■ What the task requires ■
Give back nothing but the number of lines in these entries that contain the word "attic".
Information provided START
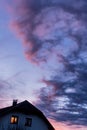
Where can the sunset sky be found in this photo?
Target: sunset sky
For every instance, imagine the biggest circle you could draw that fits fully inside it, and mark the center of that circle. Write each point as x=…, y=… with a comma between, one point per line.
x=43, y=58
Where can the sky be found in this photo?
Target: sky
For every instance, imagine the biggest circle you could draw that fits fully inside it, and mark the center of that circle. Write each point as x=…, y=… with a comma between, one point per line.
x=43, y=58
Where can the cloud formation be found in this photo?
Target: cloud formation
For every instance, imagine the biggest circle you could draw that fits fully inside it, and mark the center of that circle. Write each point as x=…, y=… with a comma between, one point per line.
x=54, y=33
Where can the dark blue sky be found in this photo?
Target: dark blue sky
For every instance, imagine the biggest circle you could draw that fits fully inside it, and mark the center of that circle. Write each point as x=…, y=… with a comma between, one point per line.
x=46, y=57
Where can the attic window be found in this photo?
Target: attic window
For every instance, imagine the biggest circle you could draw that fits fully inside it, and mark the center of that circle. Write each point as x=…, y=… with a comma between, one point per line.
x=14, y=119
x=28, y=122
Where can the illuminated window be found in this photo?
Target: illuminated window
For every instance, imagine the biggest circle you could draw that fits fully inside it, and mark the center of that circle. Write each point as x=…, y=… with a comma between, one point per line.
x=28, y=121
x=14, y=120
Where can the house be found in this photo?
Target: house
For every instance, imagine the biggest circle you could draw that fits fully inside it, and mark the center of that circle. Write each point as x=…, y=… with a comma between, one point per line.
x=23, y=116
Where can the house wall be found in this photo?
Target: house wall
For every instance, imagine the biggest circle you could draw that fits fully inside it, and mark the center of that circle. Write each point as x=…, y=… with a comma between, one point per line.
x=37, y=122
Information provided END
■ Written response ■
2